» **To-do list**
**A.** Decide whether each statement (i), (ii), (iii) agrees with the shipping data notebook excerpt, and answer yes or no with the exact deciding words from it: (i) A larger share of rows contains duplicated BoLs in the exports dataset than in the imports dataset. (ii) The 'BULK' SCAC code appears in roughly 50 rows. (iii) The imports dataset has fewer rows than the exports dataset.
**B.** Carry on the shipping data notebook excerpt from the point where it stops.

» **Document passage**
* Start *

1,158,525 out of 178,875,896 rows (0.65%) in the imports dataset contain duplicated BoLs.
3,488,195 out of 68,769,489 rows (5.07%) in the exports dataset contain duplicated BoLs.


Possible reasons:
- data entry errors
- aggregations of some kind by S&P
- ???

### Carrier Names 

In [56]:
carriers_df = (imports_lzdf.select([pl.col('carrier_scac'), 
                                    pl.col('carrier_name')])
               .unique() 
               .sort('carrier_scac', descending=True)
               .collect()
               )

scac_unique = (
    imports_lzdf.select(pl.col('carrier_scac'))
    .unique()
    .cast(pl.Utf8)
    .sort('carrier_scac')
    .collect()
)
#scac_unique.write_csv('scac_unique.csv')

In [53]:
carriers_df.describe()

describe,carrier_scac,carrier_name
str,str,str
"""count""","""4383""","""3993"""
"""null_count""","""1""","""391"""
"""mean""",,
"""std""",,
"""min""",,
"""25%""",,
"""50%""",,
"""75%""",,
"""max""",,


In [58]:
dupscacs_df = (
    carriers_df.drop_nulls(subset='carrier_name')
    .filter(pl.col('carrier_scac').is_duplicated())
)

dupnames_df = (
    carriers_df.drop_nulls(subset='carrier_scac')
    .filter(pl.col('carrier_name').is_duplicated())
    .sort('carrier_name')
)

Discussion:
- There appear to be very few (~200 out of 178M) duplications of SCAC codes based on different spelling or naming of carriers.
- SCAC codes that need to be addressed:
    - 'BULK' (~50 rows)
    - '-1' (1 row)
    - 'ZZZZ' (a carrier scac corresponding to entirely missing carrier name data in this database)
    - these could be coded as null values in the ETL step

# Older code - likely to be dropped

## Value and Volumes by Year:

In [None]:
#get year col
pldf['year'] = pldf.date_arrival.dt.to_period('Y')
#group value and volume by year
activityacrosstime_df = pldf[['year', 'teus', 'value_est']].groupby('year').sum()
#plot
sns.barplot(data=activityacrosstime_df, x='year', y='value_est');
plt.title('Total Value of Imports Over Time')
plt.xticks(rotation=45);

In [None]:
#plot
sns.barplot(data=activityacrosstime_df, x='year', y='teus');
plt.title('Total Volume (TEUs) of Imports Over Time')
plt.xticks(rotation=45);

I guess value and volume records weren't kept before ~2015 ?!?

* End *

» **Information supplied**

* Start *

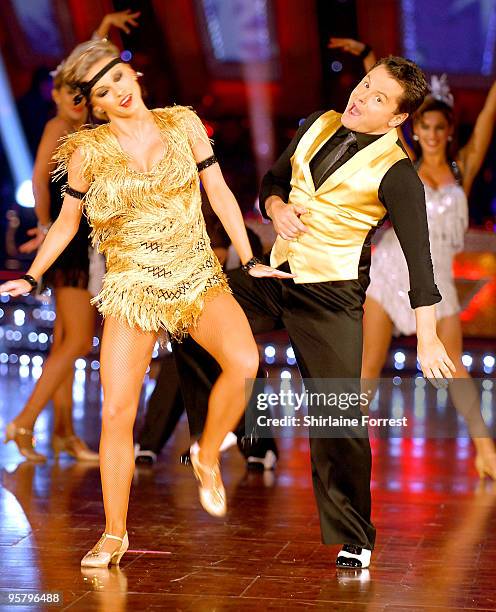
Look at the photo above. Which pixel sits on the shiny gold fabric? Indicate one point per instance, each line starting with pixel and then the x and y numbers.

* End *

» **The replies**
**A.**
(i) Yes: "out of 178,875,896 rows (0.65%) in the imports dataset" and "out of 68,769,489 rows (5.07%) in the exports dataset"
(ii) Yes: "'BULK' (~50 rows)"
(iii) No: "178,875,896 rows" in the imports dataset and "68,769,489 rows" in the exports dataset

**B.**
In [None]:
#group value and volume by year
until2012_df = pldf[pldf['year']< pd.Period(2013)]
until2012_df = until2012_df[['year', 'teus', 'value_est']].groupby('year').sum()
#plot
sns.barplot(data=until2012_df, x='year', y='teus');
plt.title('Total Volume (TEUs) of Imports Over Time')
plt.xticks(rotation=45);

Must be missing data here?

In [None]:
#get year col
pldf['year'] = pldf.date_arrival.dt.to_period('Y')
#group value and volume by year
activityacrosstime_df = pldf[['year', 'container_piece_count']].groupby('year').sum()
#plot
sns.barplot(data=activityacrosstime_df, x='year', y='container_piece_count');
plt.title('Total Volume (Container Piece Count) of Imports Over Time')
plt.xticks(rotation=45);

In [None]:
pldf.head()

## Carriers Over Time

In [None]:
carriersovertime_df = pldf[['year', 'carrier_scac']].groupby('year').nunique()

In [None]:
sns.barplot(data=carriersovertime_df, x='year', y='carrier_scac');
plt.title('Number of Unique Carriers Over Time');
plt.xticks(rotation=45);

Was there really a spike in carriers in 2010 and 2012? Or does this indicate changes in the way SCAC codes are assigned?

### Market share of the 50 largest carriers by estimated value 

In [None]:
#get largest carriers
carriers_df = pldf[pldf.year > pd.Period(2014)]
carriers_df = carriers_df[['year', 'carrier_scac', 'value_est']].groupby(['year', 'carrier_scac']).sum()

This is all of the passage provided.